- **Problem**: Nothing outside the stretch is wanted. Repeat exactly the lines of the listing below from the one that contains "Where can the dijual" through the one that contains "Where can the car door", both ends included.
━━ Data ━━
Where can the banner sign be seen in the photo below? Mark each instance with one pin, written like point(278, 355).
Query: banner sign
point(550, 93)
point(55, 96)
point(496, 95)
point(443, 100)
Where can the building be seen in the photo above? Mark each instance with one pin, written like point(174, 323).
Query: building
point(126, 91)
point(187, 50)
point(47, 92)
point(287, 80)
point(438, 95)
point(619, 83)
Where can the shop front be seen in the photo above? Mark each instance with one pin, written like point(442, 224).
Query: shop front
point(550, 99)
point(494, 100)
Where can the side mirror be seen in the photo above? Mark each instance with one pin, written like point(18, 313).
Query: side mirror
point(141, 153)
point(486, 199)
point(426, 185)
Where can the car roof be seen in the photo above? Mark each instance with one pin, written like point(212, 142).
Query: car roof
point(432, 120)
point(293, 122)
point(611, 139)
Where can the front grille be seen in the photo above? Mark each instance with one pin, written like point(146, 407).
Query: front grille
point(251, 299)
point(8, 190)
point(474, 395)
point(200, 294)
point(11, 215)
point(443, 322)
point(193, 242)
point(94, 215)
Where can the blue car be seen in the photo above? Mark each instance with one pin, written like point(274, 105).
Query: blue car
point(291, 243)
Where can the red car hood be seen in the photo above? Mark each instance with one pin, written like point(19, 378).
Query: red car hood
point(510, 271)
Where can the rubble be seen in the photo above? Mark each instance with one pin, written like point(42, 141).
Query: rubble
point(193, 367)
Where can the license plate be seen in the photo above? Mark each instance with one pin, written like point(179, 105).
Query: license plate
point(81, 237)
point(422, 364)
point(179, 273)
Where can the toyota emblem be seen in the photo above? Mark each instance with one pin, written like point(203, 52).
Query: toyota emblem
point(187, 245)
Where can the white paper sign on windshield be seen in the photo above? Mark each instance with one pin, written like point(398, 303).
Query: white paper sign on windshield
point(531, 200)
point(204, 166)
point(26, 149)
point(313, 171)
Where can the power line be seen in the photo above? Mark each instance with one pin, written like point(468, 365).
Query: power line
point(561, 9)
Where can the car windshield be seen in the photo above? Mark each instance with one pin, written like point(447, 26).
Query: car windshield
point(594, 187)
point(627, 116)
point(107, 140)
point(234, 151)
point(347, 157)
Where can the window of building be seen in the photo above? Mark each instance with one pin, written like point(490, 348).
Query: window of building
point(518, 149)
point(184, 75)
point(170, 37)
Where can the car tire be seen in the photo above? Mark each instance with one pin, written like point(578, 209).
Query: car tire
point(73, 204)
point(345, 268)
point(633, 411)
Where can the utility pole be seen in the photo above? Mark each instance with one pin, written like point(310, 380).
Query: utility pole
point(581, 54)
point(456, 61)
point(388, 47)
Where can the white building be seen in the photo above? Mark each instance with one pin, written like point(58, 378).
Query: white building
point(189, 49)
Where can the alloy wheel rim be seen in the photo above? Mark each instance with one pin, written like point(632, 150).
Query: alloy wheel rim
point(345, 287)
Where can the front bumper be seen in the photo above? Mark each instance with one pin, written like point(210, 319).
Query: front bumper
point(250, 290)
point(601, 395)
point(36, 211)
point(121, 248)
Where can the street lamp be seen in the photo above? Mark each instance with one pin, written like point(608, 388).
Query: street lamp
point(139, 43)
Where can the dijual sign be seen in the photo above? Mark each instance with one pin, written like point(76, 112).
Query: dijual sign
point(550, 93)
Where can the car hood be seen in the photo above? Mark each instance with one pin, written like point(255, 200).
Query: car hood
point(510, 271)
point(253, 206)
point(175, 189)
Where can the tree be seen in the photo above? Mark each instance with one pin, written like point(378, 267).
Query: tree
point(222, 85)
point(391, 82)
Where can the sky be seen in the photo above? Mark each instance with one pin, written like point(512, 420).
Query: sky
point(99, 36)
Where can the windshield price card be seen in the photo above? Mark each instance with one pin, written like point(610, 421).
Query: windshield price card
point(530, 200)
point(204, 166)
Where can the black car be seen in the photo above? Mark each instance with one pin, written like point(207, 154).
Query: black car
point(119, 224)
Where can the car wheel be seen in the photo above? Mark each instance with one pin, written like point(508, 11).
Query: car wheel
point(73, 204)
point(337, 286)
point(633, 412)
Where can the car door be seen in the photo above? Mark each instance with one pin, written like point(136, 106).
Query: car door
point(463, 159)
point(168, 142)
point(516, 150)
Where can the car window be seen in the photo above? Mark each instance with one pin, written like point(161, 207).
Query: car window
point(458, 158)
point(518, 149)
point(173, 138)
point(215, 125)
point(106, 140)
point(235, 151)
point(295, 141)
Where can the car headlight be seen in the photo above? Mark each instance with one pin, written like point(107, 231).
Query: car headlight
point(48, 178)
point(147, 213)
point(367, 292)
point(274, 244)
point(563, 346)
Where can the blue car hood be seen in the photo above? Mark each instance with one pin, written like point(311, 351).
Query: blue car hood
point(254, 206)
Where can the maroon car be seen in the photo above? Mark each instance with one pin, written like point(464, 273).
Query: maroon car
━━━
- **Task result**:
Where can the dijual sign be seen in the photo above? Mark each instance with one pin, written like point(76, 112).
Query: dijual sign
point(550, 93)
Where can the car hood be seen in the photo above? Mark each instance with one pin, written like point(255, 200).
Query: car hood
point(510, 271)
point(253, 206)
point(175, 189)
Where can the tree be seen in the photo above? Mark each instance with one pin, written like point(378, 267).
Query: tree
point(222, 85)
point(391, 82)
Where can the sky be seen in the photo above? Mark each instance with one pin, written like point(512, 420).
Query: sky
point(99, 36)
Where can the windshield price card be seen in the photo above? Mark each instance with one pin, written like point(610, 421).
Query: windshield price card
point(530, 200)
point(204, 166)
Where can the black car be seen in the photo above? Mark each instance with one pin, written like point(207, 154).
Query: black car
point(119, 224)
Where can the car wheel be seen in the photo above? Mark each instance with one pin, written like point(508, 11).
Query: car wheel
point(73, 204)
point(337, 286)
point(633, 412)
Where can the car door be seen in the photo above? Mark each instance with one pin, written like point(136, 106).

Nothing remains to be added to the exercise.